■ EXERCISE BRIEF:
Locate the line that contains "Identify the white neck" in the entries below. Retype it and all following lines through the final one, character for character.

■ Stored data entries:
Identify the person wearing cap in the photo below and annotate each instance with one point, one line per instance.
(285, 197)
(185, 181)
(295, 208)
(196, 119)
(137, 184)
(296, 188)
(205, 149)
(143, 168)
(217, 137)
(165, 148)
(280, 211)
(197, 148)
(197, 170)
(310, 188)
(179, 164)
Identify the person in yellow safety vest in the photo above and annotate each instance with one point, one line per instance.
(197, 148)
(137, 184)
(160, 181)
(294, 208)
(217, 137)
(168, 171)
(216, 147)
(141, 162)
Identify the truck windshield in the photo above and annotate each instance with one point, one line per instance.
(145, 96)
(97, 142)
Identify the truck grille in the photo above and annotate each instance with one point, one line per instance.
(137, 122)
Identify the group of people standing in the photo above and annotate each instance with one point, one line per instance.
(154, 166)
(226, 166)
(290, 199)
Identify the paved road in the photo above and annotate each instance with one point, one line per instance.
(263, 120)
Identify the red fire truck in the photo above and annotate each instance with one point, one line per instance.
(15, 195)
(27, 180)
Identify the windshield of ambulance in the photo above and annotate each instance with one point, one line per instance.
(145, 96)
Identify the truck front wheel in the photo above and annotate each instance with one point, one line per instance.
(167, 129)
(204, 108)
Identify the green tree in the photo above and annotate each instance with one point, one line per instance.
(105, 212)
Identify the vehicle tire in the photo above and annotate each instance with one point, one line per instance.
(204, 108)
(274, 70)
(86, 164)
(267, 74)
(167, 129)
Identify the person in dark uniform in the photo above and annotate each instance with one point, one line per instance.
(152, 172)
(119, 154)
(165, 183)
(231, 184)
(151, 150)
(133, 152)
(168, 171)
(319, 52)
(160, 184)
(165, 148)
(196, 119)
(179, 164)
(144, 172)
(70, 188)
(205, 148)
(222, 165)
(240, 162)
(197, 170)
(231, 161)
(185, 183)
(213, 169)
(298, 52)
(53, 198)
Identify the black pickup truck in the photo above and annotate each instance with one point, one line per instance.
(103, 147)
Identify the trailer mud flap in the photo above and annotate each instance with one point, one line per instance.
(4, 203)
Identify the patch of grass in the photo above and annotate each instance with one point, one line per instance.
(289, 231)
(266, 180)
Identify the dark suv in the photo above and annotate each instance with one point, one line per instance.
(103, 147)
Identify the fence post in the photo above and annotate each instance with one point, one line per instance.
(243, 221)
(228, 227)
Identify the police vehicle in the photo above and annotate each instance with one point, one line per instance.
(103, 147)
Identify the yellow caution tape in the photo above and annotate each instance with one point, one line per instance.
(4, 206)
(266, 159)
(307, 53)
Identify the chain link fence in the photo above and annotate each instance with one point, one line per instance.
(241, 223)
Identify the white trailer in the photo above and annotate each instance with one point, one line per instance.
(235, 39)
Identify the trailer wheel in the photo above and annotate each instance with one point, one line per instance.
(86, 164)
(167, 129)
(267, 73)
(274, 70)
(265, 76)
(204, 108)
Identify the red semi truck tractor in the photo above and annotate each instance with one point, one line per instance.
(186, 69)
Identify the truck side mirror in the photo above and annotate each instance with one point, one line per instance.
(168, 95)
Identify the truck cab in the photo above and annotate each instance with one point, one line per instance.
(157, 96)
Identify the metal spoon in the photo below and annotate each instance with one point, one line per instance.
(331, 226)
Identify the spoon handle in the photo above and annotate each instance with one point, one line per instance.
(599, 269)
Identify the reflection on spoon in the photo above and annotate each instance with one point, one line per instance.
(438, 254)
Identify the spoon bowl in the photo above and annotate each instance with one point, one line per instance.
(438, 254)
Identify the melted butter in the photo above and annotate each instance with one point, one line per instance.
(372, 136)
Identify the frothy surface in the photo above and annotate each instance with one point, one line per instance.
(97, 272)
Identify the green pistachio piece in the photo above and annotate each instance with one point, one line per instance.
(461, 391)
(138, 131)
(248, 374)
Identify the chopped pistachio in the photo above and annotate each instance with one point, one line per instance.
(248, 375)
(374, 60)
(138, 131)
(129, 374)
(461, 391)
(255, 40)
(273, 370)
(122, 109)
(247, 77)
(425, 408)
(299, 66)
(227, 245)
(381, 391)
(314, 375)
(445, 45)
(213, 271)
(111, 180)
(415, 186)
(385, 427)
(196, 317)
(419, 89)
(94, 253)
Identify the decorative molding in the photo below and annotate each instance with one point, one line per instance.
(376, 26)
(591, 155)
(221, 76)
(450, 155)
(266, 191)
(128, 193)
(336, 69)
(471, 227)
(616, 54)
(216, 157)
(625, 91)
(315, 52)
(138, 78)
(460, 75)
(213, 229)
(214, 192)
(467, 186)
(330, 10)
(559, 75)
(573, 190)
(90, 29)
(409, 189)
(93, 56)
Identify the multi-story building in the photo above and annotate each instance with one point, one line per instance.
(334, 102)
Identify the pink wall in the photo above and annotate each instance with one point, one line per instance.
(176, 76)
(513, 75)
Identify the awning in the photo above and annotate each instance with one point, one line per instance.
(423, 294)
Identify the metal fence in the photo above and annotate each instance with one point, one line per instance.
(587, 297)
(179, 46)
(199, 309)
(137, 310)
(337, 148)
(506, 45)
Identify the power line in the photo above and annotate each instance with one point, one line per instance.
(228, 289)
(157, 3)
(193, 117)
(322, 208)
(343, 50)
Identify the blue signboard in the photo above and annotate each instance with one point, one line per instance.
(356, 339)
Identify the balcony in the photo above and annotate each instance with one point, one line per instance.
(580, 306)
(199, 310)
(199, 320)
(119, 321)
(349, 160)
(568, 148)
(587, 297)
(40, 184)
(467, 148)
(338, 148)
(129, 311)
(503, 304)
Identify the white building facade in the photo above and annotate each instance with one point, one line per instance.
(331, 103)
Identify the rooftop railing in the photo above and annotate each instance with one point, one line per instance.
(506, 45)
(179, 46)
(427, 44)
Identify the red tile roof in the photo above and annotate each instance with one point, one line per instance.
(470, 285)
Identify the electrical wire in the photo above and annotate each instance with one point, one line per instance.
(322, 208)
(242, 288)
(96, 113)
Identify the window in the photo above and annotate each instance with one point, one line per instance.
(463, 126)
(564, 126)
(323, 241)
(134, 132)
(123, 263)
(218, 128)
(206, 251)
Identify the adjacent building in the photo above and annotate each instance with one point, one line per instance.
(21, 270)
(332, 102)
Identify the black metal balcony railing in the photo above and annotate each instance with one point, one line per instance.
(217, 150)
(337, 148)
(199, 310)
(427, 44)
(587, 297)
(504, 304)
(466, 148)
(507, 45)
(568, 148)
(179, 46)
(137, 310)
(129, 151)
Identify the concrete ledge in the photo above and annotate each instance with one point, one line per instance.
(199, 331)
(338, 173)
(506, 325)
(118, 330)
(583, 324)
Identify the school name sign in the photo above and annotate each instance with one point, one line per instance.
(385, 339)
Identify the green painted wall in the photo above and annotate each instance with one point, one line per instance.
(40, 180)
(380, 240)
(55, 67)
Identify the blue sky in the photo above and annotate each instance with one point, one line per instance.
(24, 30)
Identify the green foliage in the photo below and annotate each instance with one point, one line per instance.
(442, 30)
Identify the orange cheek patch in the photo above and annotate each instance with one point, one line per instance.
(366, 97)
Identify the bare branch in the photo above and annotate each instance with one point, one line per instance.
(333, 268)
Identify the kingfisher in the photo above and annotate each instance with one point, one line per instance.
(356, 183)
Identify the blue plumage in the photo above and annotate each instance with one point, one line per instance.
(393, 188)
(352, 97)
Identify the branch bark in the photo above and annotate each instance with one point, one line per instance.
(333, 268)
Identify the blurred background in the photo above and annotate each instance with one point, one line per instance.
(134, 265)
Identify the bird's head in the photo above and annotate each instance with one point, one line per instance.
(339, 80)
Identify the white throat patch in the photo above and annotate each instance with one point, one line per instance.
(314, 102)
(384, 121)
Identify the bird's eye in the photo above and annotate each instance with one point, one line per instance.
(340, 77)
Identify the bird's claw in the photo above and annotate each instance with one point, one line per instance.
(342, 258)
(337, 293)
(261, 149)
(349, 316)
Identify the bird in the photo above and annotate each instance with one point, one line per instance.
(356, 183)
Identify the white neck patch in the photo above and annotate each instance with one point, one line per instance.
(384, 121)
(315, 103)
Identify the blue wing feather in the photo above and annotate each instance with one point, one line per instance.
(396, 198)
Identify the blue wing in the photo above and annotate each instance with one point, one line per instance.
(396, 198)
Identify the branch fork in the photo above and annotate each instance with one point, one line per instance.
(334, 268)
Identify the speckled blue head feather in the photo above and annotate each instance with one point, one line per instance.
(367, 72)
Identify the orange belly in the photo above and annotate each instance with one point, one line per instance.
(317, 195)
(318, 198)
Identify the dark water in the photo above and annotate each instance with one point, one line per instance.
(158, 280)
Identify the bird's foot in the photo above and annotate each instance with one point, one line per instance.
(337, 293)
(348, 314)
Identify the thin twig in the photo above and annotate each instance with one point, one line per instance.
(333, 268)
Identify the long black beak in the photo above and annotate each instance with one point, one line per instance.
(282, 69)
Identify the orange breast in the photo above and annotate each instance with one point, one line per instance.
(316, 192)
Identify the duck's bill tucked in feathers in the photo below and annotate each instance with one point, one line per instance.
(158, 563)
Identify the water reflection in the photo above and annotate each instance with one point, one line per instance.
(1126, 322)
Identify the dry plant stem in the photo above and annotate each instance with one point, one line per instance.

■ RESULT OF THIS TASK:
Identify the white neck patch in the photo above and annotate each instance with one point, one line per instance.
(384, 121)
(315, 103)
Identify the blue wing feather in the photo above and annotate each instance with one point, one line per instance.
(396, 198)
Identify the blue wing in the photo above and annotate each instance with one point, one line per instance.
(396, 198)
Identify the branch fork in the photo above and annotate each instance with one point, one line per instance.
(334, 268)
Identify the speckled blue head feather in the photo above and annotate each instance with one point, one line per instance.
(367, 72)
Identify the orange belly in the photo above and annotate each instance with one point, one line per instance.
(317, 195)
(318, 198)
Identify the dark water in the photo above and annotate each instance with one point, one line per instance.
(158, 280)
Identify the bird's foot in the photo above and annotate each instance with one point, one line per instance.
(337, 293)
(348, 314)
Identify the thin twig in the photo above and annotate each instance with one point, one line per instance.
(333, 268)
Identify the long black beak in the photo above and annotate each instance with one point, one line per instance.
(282, 69)
Identify the orange breast in the photo above and annotate each instance with one point, one line per instance.
(316, 192)
Identify the duck's bill tucked in feathers in the photo below and annotate each instance with one point, one line per instance.
(158, 563)
Identify the water reflection in the photo above and annotate each instance with one point, one line per instance.
(1126, 322)
Identify the dry plant stem in the photo above and annotate each instance with one point, one line per instance.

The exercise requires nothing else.